(Data items)

★ ★ ★ ★

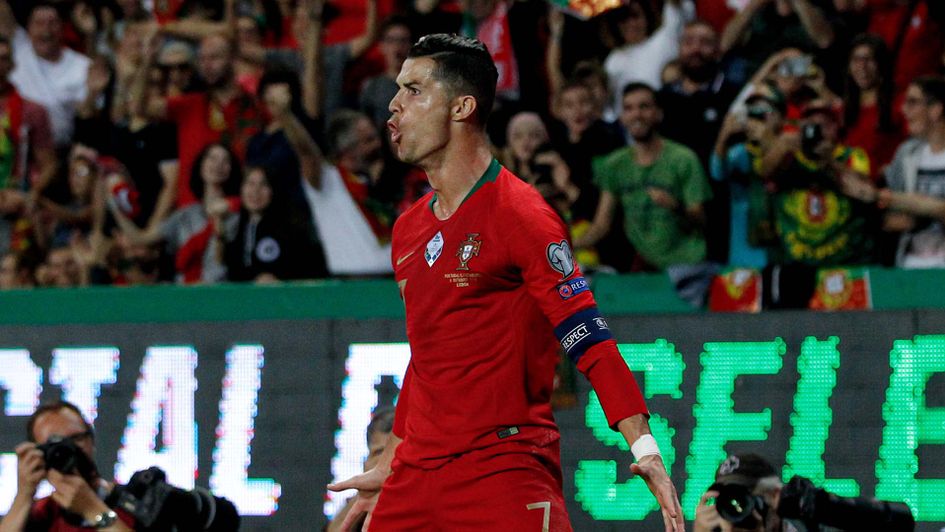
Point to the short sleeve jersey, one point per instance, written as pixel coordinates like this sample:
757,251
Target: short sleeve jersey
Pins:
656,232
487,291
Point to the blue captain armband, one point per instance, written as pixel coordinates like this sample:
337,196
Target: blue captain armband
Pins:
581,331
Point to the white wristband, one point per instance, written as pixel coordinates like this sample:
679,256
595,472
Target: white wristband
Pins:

★ ★ ★ ★

To do: Please return every line above word for word, leaving out the pictures.

Solution below:
Point to the short sleeve jersey, one point per instance, written as pixel coordinates like this sample:
757,251
Target: short sleeve jersey
Pins:
656,232
487,291
Point to the blue captain armband, one point per instance, written as pixel coordinates like this sample:
337,196
Target: blue captain armband
Pins:
581,331
Point to the white wristband, one point per instance, written as pixel coordinates like this sample:
679,256
595,472
Target: white wristband
Pins:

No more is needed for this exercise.